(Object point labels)
=====

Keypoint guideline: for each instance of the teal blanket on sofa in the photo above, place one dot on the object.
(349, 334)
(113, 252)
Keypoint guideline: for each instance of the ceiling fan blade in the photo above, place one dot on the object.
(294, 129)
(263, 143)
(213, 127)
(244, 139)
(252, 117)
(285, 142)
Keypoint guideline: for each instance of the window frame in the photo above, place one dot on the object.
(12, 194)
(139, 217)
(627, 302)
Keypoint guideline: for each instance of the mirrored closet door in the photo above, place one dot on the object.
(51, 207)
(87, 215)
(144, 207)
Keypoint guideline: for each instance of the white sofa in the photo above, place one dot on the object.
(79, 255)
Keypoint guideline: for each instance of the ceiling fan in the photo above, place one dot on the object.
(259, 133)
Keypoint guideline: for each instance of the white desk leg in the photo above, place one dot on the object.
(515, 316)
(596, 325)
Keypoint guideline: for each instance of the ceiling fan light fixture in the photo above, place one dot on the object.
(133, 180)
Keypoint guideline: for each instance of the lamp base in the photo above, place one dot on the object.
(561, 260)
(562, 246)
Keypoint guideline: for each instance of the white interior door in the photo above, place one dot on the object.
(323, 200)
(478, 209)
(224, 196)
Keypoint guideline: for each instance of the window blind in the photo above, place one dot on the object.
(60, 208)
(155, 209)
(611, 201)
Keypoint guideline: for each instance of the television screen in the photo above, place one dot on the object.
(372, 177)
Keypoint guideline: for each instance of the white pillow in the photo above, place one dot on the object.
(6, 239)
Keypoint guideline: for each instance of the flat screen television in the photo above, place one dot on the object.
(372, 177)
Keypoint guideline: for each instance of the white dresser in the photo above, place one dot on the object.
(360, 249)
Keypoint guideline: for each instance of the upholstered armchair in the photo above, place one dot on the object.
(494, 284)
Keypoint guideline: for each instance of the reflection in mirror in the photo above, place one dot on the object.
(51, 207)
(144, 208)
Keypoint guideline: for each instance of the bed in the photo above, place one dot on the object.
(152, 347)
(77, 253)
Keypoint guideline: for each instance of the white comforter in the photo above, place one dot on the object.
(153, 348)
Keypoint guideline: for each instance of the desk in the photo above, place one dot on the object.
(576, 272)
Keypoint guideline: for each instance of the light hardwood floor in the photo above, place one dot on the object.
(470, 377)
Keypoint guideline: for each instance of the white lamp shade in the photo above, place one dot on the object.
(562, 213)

=====

=== Task details ===
Rewrite all the items above as a numbered list with no blank lines.

=== Solution below ===
1. Keypoint guideline: for each instance of the teal blanket on sofa in the photo above, place one dot on the object.
2. (349, 334)
3. (113, 252)
4. Keypoint guideline: for each instance of the ceiling fan blade in the photo above, place one dot on the object.
5. (294, 129)
6. (263, 143)
7. (213, 127)
8. (244, 139)
9. (252, 117)
10. (285, 142)
11. Keypoint guideline: for each instance of the window frame in the photo above, place one dot on the object.
12. (12, 194)
13. (139, 217)
14. (627, 302)
15. Keypoint guideline: for each instance of the mirrored closet door in the photo above, place one dot on the object.
16. (51, 207)
17. (87, 215)
18. (144, 207)
19. Keypoint guideline: for each instance of the white sofa in the photo above, place one dot on the object.
20. (79, 255)
21. Keypoint guideline: for each instance of the ceiling fan in the photo above, place one dot on the object.
22. (259, 133)
23. Keypoint guideline: for each instance of the white desk leg in the photo above, place one dot on the object.
24. (515, 316)
25. (596, 325)
26. Keypoint guideline: for each instance of the ceiling fan light fixture in the photo above, place one dot on the object.
27. (133, 180)
28. Keypoint guideline: for each instance of the lamp base in the photo above, place one dot on the object.
29. (561, 260)
30. (562, 246)
31. Keypoint guideline: for each instance of the white interior door in the photo above, place one dot on the object.
32. (323, 200)
33. (478, 209)
34. (224, 196)
35. Keypoint guideline: for each instance of the window blind in the photo above, place one dot on the object.
36. (60, 208)
37. (155, 209)
38. (611, 201)
39. Keypoint guideline: for each instance of the television screen in the photo above, place one dot on the object.
40. (372, 177)
41. Keypoint guideline: for each instance of the white pillow in the photo above, place one dot on the object.
42. (6, 239)
43. Keypoint guideline: for each instance of the flat screen television in the photo above, place one dot on the object.
44. (372, 177)
45. Keypoint guideline: for each instance of the white dresser in the photo above, place one dot on the object.
46. (360, 249)
47. Keypoint guideline: for each instance of the upholstered armchair in the photo above, place one dot on the object.
48. (494, 284)
49. Keypoint guideline: for each instance of the reflection in mirror in the photo above, place one dot on the object.
50. (51, 207)
51. (144, 208)
52. Keypoint guideline: for each instance of the bed in the photo above, place one dot on the object.
53. (152, 347)
54. (77, 253)
55. Keypoint guideline: for each instance of the white comforter in the photo above, place one dot on the object.
56. (153, 348)
57. Keypoint guideline: for each instance of the desk in the photo above, place one dot on the object.
58. (576, 272)
59. Keypoint guideline: for each instance of the light hardwood floor in the photo above, place one dot on the object.
60. (470, 377)
61. Keypoint guideline: for each instance of the white lamp shade in the photo above, place one dot on the object.
62. (562, 213)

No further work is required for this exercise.